What is being asked - Write out the records that follow with every word intact.

Data extract -
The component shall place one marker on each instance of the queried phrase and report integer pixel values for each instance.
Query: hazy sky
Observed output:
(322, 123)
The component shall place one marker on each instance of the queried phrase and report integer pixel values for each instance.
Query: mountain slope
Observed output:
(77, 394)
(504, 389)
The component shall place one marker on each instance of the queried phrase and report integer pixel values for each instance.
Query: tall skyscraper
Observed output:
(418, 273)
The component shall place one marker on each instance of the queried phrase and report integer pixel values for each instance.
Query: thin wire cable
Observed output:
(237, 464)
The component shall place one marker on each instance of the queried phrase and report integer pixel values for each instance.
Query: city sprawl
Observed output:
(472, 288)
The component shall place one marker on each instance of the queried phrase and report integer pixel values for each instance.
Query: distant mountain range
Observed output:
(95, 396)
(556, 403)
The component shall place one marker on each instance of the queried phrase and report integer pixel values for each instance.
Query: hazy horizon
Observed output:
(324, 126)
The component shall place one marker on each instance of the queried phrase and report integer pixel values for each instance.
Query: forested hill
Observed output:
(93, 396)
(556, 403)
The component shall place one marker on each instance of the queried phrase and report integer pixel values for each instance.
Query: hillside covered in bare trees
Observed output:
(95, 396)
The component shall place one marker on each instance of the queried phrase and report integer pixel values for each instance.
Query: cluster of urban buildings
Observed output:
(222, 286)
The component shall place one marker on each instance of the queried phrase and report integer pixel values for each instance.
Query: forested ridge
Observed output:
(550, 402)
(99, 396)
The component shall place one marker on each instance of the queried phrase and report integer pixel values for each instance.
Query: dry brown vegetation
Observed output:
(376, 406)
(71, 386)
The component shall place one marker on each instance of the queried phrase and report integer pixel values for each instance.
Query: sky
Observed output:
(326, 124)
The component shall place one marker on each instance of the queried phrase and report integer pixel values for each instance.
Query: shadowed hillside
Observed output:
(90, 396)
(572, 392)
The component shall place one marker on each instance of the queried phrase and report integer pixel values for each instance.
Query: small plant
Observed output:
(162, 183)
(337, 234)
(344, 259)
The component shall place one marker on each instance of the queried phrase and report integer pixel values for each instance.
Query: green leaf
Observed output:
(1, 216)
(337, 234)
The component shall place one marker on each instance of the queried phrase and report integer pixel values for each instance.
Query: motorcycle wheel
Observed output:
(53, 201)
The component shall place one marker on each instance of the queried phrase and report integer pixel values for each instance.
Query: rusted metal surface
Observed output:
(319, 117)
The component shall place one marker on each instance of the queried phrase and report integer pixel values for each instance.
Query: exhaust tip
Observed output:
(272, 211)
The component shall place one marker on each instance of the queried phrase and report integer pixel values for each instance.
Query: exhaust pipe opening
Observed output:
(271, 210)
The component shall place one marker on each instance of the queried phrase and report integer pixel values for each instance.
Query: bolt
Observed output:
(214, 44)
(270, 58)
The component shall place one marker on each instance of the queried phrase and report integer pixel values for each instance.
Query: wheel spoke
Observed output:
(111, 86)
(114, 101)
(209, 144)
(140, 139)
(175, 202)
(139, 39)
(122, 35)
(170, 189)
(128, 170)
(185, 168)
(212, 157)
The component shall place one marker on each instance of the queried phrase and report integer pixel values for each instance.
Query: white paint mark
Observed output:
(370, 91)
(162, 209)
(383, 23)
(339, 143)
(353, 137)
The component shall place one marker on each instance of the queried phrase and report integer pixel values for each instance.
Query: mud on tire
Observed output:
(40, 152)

Reply -
The component shall place one marker on each instance of the queried phrase and report integer pixel values for each instance.
Query: hazy sky
Observed output:
(322, 123)
The component shall place one marker on each instance of the queried phrase and report integer pixel values for each instance.
Query: mountain slope
Observed output:
(77, 394)
(504, 389)
The component shall place one marker on each instance of the queried phrase and report integer pixel values for each instance.
Query: tall skyscraper
Observed output:
(418, 273)
The component shall place one marker on each instance of the queried phrase and report integer pixel values for each instance.
Query: thin wire cable
Observed output:
(237, 464)
The component shall place one marker on each instance of the queried phrase and report integer pixel values for each instance.
Query: city sprawl
Observed output:
(472, 288)
The component shall place one marker on each instance of the queried phrase and report integer pixel values for each instance.
Query: distant mountain range
Observed output:
(95, 396)
(556, 403)
The component shall place one marker on each instance of the queried phrase and report integer pixel values for each instance.
Query: hazy horizon
Observed output:
(324, 126)
The component shall place one marker on each instance of the queried phrase and report integer pixel values for each instance.
Query: forested hill
Observed output:
(93, 396)
(556, 403)
The component shall place one marker on each instance of the queried phrase and report integer pixel values for each instance.
Query: hillside covered in bare trees
Observed output:
(95, 396)
The component shall place one marker on each instance of the queried phrase and report integer pixel values for each instance.
Query: cluster of urban buildings
Observed output:
(222, 286)
The component shall place one marker on each instance of the queried phrase and report integer pixel values for each instance.
Query: forested ridge
Observed output:
(550, 402)
(99, 396)
The component shall place one marker on each instance of the queried phrase and report integer pixel values for each instance.
Query: dry brown vegetation
Observed output:
(376, 406)
(71, 386)
The component shall place one marker on each instance of the queried phrase and report integer pixel values for each instance.
Query: sky
Observed output:
(326, 124)
The component shall place one marker on each instance of the queried phrase and report integer pixel values for each instance.
Query: shadowed hillside
Observed output:
(90, 396)
(572, 392)
The component shall place one marker on each instance of the queried phrase and report integer pixel values for each instance.
Query: small plant
Observed output:
(162, 183)
(337, 234)
(344, 259)
The component shall place one marker on each instance of the queried phrase and report integer pixel values for each instance.
Query: green leaf
Observed output:
(1, 216)
(337, 234)
The component shall place one marker on each instance of the queried phrase and report integer pixel values for each instance.
Query: motorcycle wheel
Observed output:
(53, 201)
The component shall place one marker on each instance of the queried phrase and report integer pixel values for each instance.
Query: rusted metal surface
Observed output:
(319, 117)
The component shall place one marker on each instance of the queried phrase and report integer pixel values for each instance.
Query: exhaust tip
Observed output:
(272, 211)
The component shall place one marker on each instance of the queried phrase and report integer pixel values for each instance.
Query: exhaust pipe opening
Observed output:
(271, 210)
The component shall place one marker on each instance of the queried phrase and report integer pixel values for each instance.
Query: bolt
Observed output:
(214, 44)
(270, 58)
The component shall place one marker on each instance of the queried phrase and report integer pixel values for each instance.
Query: wheel spoke
Observed output:
(111, 86)
(114, 101)
(209, 144)
(140, 139)
(175, 202)
(139, 39)
(122, 35)
(170, 189)
(128, 170)
(185, 168)
(212, 157)
The component shall place one marker on each instance of the queried phrase and report integer pixel values for each instance.
Query: white paint mark
Observed output:
(370, 91)
(162, 209)
(383, 23)
(339, 143)
(353, 137)
The component shall place one marker on each instance of the queried phrase and report integer pixel values for each instance.
Query: mud on tire
Observed output:
(40, 152)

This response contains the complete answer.